Extract provided –
"""

Tag Archive for: Ralph Waldo Emerson

A SNAPSHOT OF AMERICAN UNITARIAN CHRISTIANITY

I ended yesterday’s post with a thought from Forrest Church, who in his full life of serving as the senior minister for All Souls Church in NYC, as the author of a host of spiritual books, and as a committed and articulate champion of  Unitarian Universalism, was also able to say yes to Jesus without acquiescing to any of the supernatural implications, creeds, or dogmas.   

Like the liberal theological stock that came before him , Church was able to bring forth his ideas, using the light of reason.  His voice, along with others in American Unitarian Christianity (and Universalism), emerge from a common historical prism and context.  While today there is a great variance of beliefs amongst congregations and congregants (this is an understatement!), they each evolved from the Age of Enlightenment. Yet…

All of this was seated in an era which began in Western Europe with theories of philosophical and scientific luminaries the likes of (DesCartes, 1633 and Issac Newton, 1688, respectively),who  gave the human mind preeminent status over the rest of the body.  This glorification of human reason,which would in hindsight have its own set of limitations, allowed for fresh breezes to blow through the unyielding and sometimes suffocating interpretation of scripture and tradition. 

While hotly contested, many theologians and parishioners began to believe that the meaning in Christianity should be focused more on this life and less on the here after.  It is what Jesus said and did that were paramount, not who he was or wasn’t.  These faithful did not consider themselves to be blasphemers or even heretics.  They simply felt that this was the natural and logical progression of Christian faith, whose seeds of dissent were planted at the time of the Reformation (1517) and were borne from the much rockier soil of turbulent Jerusalem.    

William Ellery Channing, educated in the Congregational spirit at Harvard, became the foremost Unitarian preacher in the U.S. during this time of widening and shifting viewpoints. Channing extolled the possibility for revelation through reason rather than solely from scripture.  Noting in his sermons, “Unitarian Christianity” (1819) and “Likeness to God”, we could choose to reject the notion of divine election put forth by the Calvinists or the idea of human nature coming from a state of total depravity, and instead believe in human goodness and human potential.

“We do then, with all earnestness, though without reproaching our brethren, protest against the irrational and unscriptural doctrine of the Trinity…to us, as to the Apostle and primitive Christians, there is one God, ever the Father.  With Jesus, we worship the Father, as the only living and true God.  We are astonished that any man (person) can read the New Testament and avoid the conviction, that the Father alone is God.”

"""

[Dataset records on object locations]
"""

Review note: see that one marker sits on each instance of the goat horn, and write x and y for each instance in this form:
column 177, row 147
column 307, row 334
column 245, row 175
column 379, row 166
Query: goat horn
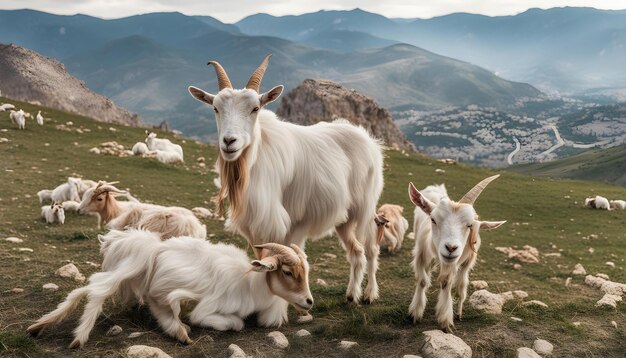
column 286, row 254
column 222, row 77
column 255, row 80
column 473, row 194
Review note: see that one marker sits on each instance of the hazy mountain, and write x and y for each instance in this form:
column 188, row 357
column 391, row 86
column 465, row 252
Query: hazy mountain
column 566, row 49
column 146, row 62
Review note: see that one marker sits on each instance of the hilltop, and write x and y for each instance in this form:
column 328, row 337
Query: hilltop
column 543, row 213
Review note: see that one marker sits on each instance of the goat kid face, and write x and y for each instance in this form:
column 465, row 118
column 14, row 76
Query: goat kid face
column 451, row 225
column 288, row 278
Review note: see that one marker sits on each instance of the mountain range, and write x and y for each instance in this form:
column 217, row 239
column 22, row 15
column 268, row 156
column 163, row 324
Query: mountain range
column 145, row 62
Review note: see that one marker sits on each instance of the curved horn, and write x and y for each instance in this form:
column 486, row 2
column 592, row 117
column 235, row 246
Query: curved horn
column 222, row 77
column 473, row 194
column 286, row 254
column 255, row 80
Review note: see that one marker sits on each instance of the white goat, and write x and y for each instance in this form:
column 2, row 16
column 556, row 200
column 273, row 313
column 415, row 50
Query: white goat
column 165, row 145
column 52, row 213
column 137, row 265
column 395, row 226
column 167, row 221
column 448, row 234
column 286, row 183
column 39, row 118
column 66, row 191
column 44, row 195
column 18, row 118
column 140, row 148
column 598, row 202
column 618, row 204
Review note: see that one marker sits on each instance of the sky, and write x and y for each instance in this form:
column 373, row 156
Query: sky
column 230, row 11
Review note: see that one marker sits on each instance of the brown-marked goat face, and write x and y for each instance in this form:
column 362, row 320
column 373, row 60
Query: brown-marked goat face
column 453, row 223
column 287, row 273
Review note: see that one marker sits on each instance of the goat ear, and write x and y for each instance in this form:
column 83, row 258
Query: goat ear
column 271, row 95
column 489, row 225
column 264, row 265
column 201, row 95
column 420, row 200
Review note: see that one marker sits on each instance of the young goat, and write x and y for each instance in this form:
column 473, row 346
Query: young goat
column 314, row 179
column 167, row 221
column 449, row 234
column 395, row 226
column 52, row 213
column 137, row 265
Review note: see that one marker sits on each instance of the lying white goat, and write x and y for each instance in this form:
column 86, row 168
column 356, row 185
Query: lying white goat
column 137, row 265
column 448, row 234
column 18, row 118
column 52, row 213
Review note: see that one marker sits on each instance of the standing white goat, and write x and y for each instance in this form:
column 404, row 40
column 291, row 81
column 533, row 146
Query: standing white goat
column 286, row 183
column 449, row 234
column 18, row 118
column 227, row 286
column 39, row 118
column 52, row 213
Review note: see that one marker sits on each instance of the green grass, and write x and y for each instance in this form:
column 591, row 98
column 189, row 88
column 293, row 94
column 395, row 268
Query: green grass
column 537, row 210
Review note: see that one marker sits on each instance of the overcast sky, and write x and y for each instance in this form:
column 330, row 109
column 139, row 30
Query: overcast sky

"""

Task 1 –
Edit the post on American Unitarian Christianity by writing out everything from "Tag Archive for: Ralph" down to "creeds, or dogmas." with "senior minister" changed to "lead minister".
Task 2 –
Answer these questions about the post on American Unitarian Christianity:
(a) Which church did Forrest Church serve as senior minister?
(b) What year does the post give for the Reformation?
(c) Where was William Ellery Channing educated?
The records aren't needed for any of this.

Exercise response 1 –
Tag Archive for: Ralph Waldo Emerson

A SNAPSHOT OF AMERICAN UNITARIAN CHRISTIANITY

I ended yesterday’s post with a thought from Forrest Church, who in his full life of serving as the lead minister for All Souls Church in NYC, as the author of a host of spiritual books, and as a committed and articulate champion of  Unitarian Universalism, was also able to say yes to Jesus without acquiescing to any of the supernatural implications, creeds, or dogmas.

Exercise response 2 –
(a) All Souls Church in NYC
(b) 1517
(c) At Harvard, in the Congregational spirit